SON DAKİKA
SON DEPREMLER

'Çakma' Dr., Doç., Prof.'lar ve 'Akademiden Dolandırıcılık Hikayeleri'

'Çakma' Dr., Doç., Prof.'lar ve  'Akademiden Dolandırıcılık Hikayeleri'
A- A+ PAYLAŞ

Türkiye'de ve hatta Malatya'daki üniversitelerin bazı akademisyenlerine yönelik, bilimsel makale skandaları, intihal iddiaları giderek artan bir şekilde gündeme gelmeye başlarken, t24.com internet sitesinde ODTÜ'lü Psikolog- Sosyolog Eray Özer, 'Akademiden Dolandırıcılık Hikayeleri' başlıklı makalesinde, konuyu ele aldı.

‘Çakma’ doktor, doçent, profesör ünvanı taşıyanların sık başvurduğu sahtekarlıklarla ilgili uluslararası bazı örneklere de makalesinde yer veren Eray Özer'in yazdıklarının bir bölümü şöyle:

"Eğer ihbar kendisinden daha düşük pozisyonda bir akademisyenden geliyorsa hemen karşı saldırı başlatıyorlar. İtibarsızlaştırma, ihbarı yapanın akademik çalışmalarının mercek altına alınması, davalar ve hatta cinayet!

Bugün size bir dolandırıcılık türünü anlatmak istiyorum. Ama bu defa işin içinde güzellik merkezleri, sosyal medya fenomenleri yok. Şatafatlı hediyeler, “kitsch” kılık kıyafetler, pırlantalar, çil çil altınlar, ortalığa saçılan dolarlar yok.

Aksine olay son derece ciddi mecralarda geçiyor, failler son derece saygın isimler ve sonuçları itibarıyla sadece maddi kayıplar değil, zaman zaman insan sağlığı gibi parayla satın alınamayacak değerde kayıplar verilebiliyor.

Evet, akademide cereyan eden bir dolandırıcılık türünden, bilgi dolandırıcılığından söz etmek istiyorum.

## Sağlanan kayıtlar
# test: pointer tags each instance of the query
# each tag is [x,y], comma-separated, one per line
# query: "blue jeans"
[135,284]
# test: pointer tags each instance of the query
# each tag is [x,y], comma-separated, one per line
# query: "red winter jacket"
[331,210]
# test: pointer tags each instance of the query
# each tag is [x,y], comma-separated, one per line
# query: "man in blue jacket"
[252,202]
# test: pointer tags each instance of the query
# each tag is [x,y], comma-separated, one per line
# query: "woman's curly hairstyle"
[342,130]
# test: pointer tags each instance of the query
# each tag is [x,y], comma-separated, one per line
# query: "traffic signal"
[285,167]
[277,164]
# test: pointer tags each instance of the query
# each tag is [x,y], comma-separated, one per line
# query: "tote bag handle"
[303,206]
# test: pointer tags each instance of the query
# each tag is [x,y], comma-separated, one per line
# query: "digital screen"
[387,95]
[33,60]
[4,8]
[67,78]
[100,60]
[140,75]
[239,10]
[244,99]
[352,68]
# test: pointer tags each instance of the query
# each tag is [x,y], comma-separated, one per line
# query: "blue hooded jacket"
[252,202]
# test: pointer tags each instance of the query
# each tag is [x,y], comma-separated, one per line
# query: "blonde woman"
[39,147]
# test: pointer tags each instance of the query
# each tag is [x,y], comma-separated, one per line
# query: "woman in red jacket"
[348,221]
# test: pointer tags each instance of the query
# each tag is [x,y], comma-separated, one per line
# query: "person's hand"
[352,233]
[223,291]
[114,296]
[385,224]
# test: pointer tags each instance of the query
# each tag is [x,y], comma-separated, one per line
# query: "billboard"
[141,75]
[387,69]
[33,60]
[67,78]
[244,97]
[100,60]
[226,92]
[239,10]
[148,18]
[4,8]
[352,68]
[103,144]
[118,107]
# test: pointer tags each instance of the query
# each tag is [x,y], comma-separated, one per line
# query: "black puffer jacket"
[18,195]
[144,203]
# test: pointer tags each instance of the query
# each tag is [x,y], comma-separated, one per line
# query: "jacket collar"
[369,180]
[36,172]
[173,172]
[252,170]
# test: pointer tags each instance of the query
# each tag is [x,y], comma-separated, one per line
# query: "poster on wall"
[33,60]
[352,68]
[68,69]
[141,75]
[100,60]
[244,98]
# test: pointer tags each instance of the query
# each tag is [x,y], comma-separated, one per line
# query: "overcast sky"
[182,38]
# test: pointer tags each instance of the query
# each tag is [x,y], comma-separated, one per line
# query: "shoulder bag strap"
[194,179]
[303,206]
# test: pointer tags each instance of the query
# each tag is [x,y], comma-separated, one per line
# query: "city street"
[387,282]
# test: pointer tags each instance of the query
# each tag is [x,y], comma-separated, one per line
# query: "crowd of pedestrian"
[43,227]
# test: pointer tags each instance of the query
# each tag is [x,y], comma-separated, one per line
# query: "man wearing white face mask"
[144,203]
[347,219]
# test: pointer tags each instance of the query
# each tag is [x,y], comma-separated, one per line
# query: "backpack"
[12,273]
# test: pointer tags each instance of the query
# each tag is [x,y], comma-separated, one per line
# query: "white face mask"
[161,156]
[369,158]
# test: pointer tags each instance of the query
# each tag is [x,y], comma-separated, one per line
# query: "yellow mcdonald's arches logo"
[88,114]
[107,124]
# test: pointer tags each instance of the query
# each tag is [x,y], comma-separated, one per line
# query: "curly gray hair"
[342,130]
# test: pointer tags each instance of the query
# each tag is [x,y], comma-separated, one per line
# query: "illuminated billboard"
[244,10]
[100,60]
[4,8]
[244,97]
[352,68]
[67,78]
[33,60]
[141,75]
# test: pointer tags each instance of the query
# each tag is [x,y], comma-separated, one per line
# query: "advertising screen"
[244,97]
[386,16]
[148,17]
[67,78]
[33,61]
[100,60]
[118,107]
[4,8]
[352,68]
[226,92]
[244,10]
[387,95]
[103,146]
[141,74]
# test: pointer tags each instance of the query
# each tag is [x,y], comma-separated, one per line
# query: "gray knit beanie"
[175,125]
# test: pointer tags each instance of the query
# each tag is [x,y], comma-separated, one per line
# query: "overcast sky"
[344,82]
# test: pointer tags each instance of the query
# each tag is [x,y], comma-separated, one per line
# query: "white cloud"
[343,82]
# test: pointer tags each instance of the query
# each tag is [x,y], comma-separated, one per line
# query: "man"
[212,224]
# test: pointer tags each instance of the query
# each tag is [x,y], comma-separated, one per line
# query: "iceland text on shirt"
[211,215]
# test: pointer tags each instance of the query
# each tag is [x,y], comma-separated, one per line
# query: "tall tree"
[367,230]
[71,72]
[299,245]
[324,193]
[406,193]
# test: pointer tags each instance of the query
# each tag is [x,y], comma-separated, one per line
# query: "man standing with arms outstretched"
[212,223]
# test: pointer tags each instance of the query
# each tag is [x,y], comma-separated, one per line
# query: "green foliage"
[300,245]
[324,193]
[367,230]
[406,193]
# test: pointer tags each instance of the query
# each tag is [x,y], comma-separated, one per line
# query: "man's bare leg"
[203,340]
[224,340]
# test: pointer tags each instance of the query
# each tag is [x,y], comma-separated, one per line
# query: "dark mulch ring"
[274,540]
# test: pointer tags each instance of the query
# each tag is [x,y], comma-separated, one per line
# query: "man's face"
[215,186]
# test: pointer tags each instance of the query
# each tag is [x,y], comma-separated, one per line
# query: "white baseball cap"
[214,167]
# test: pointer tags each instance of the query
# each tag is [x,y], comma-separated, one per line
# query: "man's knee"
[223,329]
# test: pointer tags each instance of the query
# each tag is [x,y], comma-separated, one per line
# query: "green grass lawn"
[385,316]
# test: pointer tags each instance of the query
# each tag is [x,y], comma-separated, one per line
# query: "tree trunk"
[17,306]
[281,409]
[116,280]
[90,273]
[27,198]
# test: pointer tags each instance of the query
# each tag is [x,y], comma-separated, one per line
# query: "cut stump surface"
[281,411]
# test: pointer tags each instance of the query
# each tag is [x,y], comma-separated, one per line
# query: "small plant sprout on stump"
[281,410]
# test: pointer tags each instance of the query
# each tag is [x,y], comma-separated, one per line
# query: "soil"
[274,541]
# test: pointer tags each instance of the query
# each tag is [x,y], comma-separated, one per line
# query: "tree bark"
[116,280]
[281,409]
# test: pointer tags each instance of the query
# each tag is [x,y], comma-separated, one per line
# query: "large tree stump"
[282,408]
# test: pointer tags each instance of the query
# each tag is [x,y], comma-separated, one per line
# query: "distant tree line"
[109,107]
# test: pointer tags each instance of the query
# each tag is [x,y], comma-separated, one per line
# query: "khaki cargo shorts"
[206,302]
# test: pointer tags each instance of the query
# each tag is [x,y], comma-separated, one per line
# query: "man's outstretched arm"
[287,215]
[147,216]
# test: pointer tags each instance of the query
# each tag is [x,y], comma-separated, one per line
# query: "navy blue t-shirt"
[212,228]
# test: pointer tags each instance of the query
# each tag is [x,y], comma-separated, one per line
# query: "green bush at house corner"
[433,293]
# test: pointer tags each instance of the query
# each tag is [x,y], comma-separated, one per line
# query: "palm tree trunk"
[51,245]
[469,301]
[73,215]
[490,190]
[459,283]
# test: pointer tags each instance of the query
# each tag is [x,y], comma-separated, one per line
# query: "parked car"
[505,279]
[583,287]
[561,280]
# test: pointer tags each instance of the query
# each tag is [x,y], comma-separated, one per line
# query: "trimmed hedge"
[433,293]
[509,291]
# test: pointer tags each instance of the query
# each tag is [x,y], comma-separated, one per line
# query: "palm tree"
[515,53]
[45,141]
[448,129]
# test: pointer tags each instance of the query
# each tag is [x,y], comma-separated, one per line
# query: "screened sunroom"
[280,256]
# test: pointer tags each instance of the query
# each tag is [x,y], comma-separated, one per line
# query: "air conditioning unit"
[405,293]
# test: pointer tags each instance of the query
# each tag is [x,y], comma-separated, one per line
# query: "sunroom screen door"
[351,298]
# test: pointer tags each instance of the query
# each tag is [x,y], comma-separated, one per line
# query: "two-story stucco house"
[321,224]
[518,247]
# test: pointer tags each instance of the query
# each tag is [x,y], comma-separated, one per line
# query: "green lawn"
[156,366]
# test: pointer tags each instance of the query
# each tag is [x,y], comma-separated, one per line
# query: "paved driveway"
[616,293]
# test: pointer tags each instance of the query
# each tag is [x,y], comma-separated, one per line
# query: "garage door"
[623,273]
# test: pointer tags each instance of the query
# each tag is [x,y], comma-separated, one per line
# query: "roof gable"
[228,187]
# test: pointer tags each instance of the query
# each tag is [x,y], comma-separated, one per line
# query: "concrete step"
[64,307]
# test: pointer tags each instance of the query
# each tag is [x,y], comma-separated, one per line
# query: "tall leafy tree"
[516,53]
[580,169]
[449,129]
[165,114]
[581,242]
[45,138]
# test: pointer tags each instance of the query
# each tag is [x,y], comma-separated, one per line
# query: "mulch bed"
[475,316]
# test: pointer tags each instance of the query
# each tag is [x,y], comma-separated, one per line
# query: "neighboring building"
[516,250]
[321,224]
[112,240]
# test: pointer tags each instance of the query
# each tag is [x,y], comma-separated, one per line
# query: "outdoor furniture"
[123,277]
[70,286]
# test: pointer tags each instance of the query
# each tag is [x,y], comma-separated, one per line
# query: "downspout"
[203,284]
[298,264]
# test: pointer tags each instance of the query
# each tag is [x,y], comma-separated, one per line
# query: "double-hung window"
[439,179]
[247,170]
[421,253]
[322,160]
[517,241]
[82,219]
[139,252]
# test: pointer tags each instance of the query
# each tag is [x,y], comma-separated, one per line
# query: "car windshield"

## Verilen görevler
#1 Akademideki dolandırıcılık üzerine yazılmış metne göre Eray Özer'in makalesi hangi internet sitesinde yer aldı?
#2 Akademideki dolandırıcılık üzerine yazılmış metni son cümlesinden sonra gelecek şekilde sürdürün.

## Görev yanıtları
#1 t24.com internet sitesinde yer aldı.

#2
Geçenlerde içinde yanlış bilgi, intihal yahut yanlış veri hesaplaması bulunan makaleleri tespit eden ve bu makalelerin ya bizzat yazarları ya da yayınlandığı derginin editörleri tarafından geri çekilmesini sağlayan “Retraction Watch” (Geri Çekme İzleme) isimli kuruluş 2023 yılı raporunu açıkladı.

Rakamlar inanılmaz. 2023 yılında 10 binden fazla makale içeriğinde yer alan bilgilerde hata olduğu için geri çekilmiş. Nature dergisinde yer alan bir başka çalışmaya göre bu rakam 2013 yılında sadece bin imiş. 2022’de ise 4 bine ulaşarak rekor kırmış. Fakat sayı geçen yıl gördüğünüz gibi katlanarak artmış.

“Gerçek rakam 100 bin olmalı”
Fakat asıl ilginç ve bir yandan da korkutucu olan uzmanların gerçek rakama dair tahminleri… The Guardian’da yer alan bir başka makaleye göre 10 bin aslında buzdağının sadece görünen yüzü. Olması gerekenin 10’da biri… Evet, konunun uzmanları gerçekten geri çekilmesi gereken makale sayısının 100 binin üstünde olduğunu söylüyor.

Yılda 100 binden fazla bilimsel makale bilerek ya da bilmeyerek (ancak masum hataların oranının yüzde 20’yi geçemeyeceğini söylüyor uzmanlar) insanları kandırıyor, bilim dünyasını manipüle ediyor ve hatta hiç de nadir rastlanmayan durumlarda insan sağlığını kötü etkileyecek bazı sonuçları bilimsel gerçek gibi bizlere sunuyor.

Peki bunu niye yapıyorlar? Bir kere her şeyden önce bilimsel yayın yapmaları gerekiyor. Terfi için, akademik statülerini yükseltmek için, üniversite değiştirmek için veya eğitimlerini tamamlamak için…

En temel motivasyon bu. Kısa yoldan akademinin kendilerinden talep ettiği içeriği üretmek… Yayın yapmak… Doçent olabilmek, profesör olabilmek, doktorayı tamamlayabilmek… Akademiyi bilginin üretildiği yer olmaktan çıkarıp altta kalanın canının çıktığı bir kariyer merkezine çevirmenin doğal sonucu da diyebiliriz aslında.

...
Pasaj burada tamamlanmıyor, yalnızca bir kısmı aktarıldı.